:: Page text ::
Wednesday, August 24, 2005

Summer job

I happened to pick up the July-August issue of Orion magazine, and as I was browsing through it, I saw this article, "Peas, Man", by Matt Rasmussen. [The online version is abridged.] I had to buy the magazine then because I spent a full summer and part of another one pea vining in the Skagit Valley, not too many years before the author of the article.

It was during the first summer that I lived with my grandparents. Like Rasmussen, I worked the night shift. The viners I drove, though, were the older, tractor-pulled models. It was good money for a high school summer job. Because I was under 18, I had to take a safety course at the local community college, which I later attended as a regular student. The first entry on my college transcript is something like "Pea Viner Operator."

Here are a few pictures. Again, please pardon the quality of the scanning.

Tractor and pea viner. Much of the time you faced backwards monitoring the viner behind you. I got really strong climbing on and off the tractor and spreading pea vines around with the pitch fork.




Cleaning the pea viner. This is early in the shift when it was still warm and light out. As it got darker and cooler, more layers of clothes were added. Like Rasmussen, there were times I had to climb inside the viner with rain gear on, almost swim through the half-digested pea vines and, with a linoleum knife, hack through the vines and caked mud that would stop up part of the machine.

:: Raw records ::
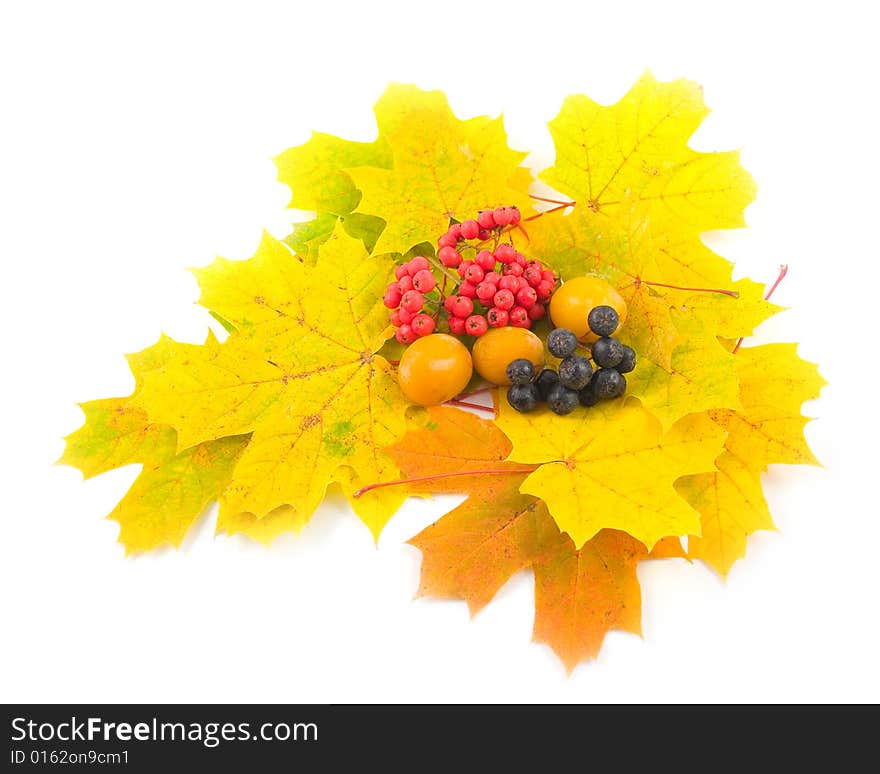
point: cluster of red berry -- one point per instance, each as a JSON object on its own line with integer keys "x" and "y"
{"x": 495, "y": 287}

==

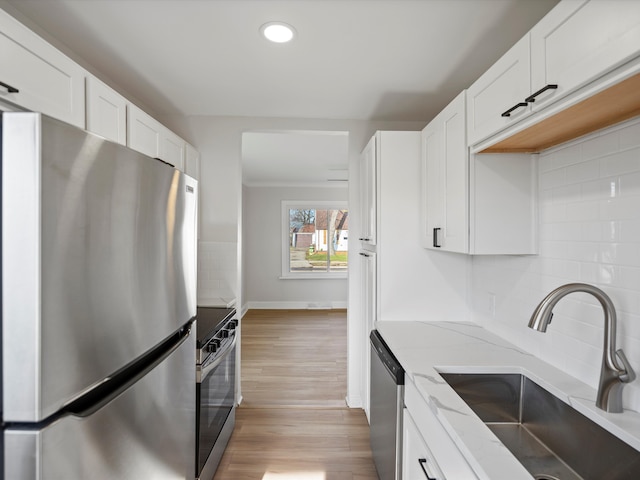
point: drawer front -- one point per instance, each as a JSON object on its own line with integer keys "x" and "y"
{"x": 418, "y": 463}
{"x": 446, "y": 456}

:: Actions to take ::
[A] In the summer job post, rewrite the paragraph beginning "It was during the first summer" as a short bulleted list that keeps its main facts.
[B] List every tool or machine that the summer job post says the writer used on the job.

:: Answers for the tasks ::
[A]
- The job came during the writer's first summer living with grandparents.
- Like Rasmussen, the writer worked the night shift.
- The writer drove older, tractor-pulled viners.
- It paid well for a high school summer job.
- Being under 18, the writer had to take a safety course at the local community college, which the writer later attended as a regular student.
- The first entry on the writer's college transcript is something like "Pea Viner Operator."

[B]
- Tractor
- Pea viner
- Pitch fork
- Linoleum knife